BEGIN GIVEN PASSAGE
I’ve been thinking about this post for awhile and have hesitated to write it. The thing is, this is a sensitive topic. It’s sensitive because there’s a line that should exist between authors and reviewers. Reviewers should never feel intimidated or bullied or pressured into giving anything except their honest opinion of a book. As an author, when you ask for an honest review, you should understand that’s what you’re going to get. And it’s not always sunshine and rainbows. Some people aren’t going to like your book. It’s simply the way of things. Welcome to authorhood, you’ve arrived.
That said, I strive to speak openly here about the emotional experience of this whole writing journey, and I feel I would be remiss if I didn’t speak on the extremely emotional experience of receiving a bad review. Before we begin, however, I want to emphasize this isn’t a “sub-blog post” or something of the sort. This isn’t a direct response to any particular bad review I’ve received and “bad” is pretty subjective anyway. I think we can universally acknowledge that a one-star review is bad, but I’ve seen authors who also struggle with four-star reviews. Authors, as a breed, tend to be perfectionists, and anything less than perfect can sting.
Your Book Isn’t Going to be for Everyone
The best thing about art is that it’s completely subjective. The worst thing about art is that it’s completely subjective. Some people are going to be on the same wave length as you. They’re going to “get” your work and love it. Others aren’t. That’s okay. It just means humanity is diverse and beautiful and lovely and we all have different likes and dislikes. It’s what makes us interesting. And messy. And glorious. It’s important to try and keep that in mind when the inevitable bad review comes knocking.
END GIVEN PASSAGE
* TO-DO LIST
a: In the post about receiving bad reviews, what is both the best and the worst thing about art?
b: Write the next part of the post about receiving bad reviews, picking up right after its final sentence.
BEGIN ROWS
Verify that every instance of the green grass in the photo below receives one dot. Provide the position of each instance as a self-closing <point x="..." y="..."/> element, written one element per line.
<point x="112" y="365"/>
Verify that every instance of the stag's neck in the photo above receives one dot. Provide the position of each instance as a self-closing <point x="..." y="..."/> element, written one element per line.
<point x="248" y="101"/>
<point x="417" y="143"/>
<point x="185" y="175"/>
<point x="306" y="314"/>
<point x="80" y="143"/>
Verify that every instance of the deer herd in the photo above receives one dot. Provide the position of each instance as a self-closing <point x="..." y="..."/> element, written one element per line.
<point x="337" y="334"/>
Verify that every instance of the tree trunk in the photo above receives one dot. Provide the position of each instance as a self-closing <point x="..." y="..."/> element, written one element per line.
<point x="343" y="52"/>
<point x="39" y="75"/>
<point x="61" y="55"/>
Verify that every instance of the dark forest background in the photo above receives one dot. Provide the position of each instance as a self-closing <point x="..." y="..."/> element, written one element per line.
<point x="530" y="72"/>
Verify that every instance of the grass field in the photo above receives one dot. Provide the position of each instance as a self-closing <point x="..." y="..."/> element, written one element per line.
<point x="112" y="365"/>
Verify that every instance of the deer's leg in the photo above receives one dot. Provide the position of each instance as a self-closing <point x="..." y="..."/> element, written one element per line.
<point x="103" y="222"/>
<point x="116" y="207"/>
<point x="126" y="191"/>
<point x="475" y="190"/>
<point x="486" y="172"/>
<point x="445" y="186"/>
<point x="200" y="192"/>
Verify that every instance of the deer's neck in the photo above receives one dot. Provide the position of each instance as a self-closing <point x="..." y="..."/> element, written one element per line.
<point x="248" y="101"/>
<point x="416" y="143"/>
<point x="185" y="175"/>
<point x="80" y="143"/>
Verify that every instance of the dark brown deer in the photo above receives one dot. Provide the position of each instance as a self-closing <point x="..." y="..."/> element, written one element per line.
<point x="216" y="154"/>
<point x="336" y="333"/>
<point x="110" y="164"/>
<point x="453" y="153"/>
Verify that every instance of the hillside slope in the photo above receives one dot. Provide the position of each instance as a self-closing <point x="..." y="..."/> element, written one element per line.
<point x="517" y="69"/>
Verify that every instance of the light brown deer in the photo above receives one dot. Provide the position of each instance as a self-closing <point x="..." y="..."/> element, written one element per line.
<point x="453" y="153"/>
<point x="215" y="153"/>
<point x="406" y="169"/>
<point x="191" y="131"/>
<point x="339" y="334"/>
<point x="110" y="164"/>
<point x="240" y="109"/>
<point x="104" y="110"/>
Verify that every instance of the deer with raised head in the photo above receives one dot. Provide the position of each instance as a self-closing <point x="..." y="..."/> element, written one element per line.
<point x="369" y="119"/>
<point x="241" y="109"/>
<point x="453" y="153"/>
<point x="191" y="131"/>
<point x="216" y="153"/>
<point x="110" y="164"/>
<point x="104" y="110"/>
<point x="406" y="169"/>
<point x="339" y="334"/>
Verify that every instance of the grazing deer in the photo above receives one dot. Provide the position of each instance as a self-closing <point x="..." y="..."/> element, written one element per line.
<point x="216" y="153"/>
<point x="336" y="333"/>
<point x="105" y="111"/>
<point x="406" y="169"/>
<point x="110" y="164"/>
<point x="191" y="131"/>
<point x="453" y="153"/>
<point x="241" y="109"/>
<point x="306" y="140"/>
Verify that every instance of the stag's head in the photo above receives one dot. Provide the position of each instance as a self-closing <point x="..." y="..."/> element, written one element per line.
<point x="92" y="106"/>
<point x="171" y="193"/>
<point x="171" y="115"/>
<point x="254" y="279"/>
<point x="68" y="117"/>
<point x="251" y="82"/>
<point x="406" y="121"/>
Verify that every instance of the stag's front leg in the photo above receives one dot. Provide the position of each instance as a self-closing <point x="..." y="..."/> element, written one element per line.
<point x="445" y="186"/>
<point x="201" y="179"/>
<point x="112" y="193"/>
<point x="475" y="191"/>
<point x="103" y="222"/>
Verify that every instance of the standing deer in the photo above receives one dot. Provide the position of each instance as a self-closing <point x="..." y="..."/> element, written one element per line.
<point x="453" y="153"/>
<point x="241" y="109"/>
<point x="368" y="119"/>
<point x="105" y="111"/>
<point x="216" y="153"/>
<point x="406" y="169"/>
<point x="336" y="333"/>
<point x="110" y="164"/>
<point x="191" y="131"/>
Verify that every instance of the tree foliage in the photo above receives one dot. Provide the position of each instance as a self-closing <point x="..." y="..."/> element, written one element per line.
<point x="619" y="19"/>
END ROWS
* TASK RESPONSES
a: That it's completely subjective.

b:
It’s really interesting to me to see the responses I’ve received on The Wheel Mages. Some people think my world building is great, the best part about my writing. Others think it’s confusing. Some people think my style is unique and refreshing. Others think it’s stilted. Some think my characters are well-developed and believable. Some people think they’re one-dimensional and unnatural feeling. Some people think I defy conventions. Others think I play into tropes. If I take a step back and look at it all laid out before me, the differences can be a beautiful thing. They prove what I already knew: that humans are marvelously complex beings with diverse interests and tastes.
Developing a Thick Skin is a Real Thing
So if you’re involved in the writing community at all you’re going to hear that you need a thick skin. I’m sure I’ve said it about a billion times. It’s true. Very, very, very true. This industry is not necessarily the kindest one that ever was. But then again, life doesn’t happen to be particularly kind, at least not 100% of the time. Developing a thick skin is important, but so is simply being able to build yourself boundaries.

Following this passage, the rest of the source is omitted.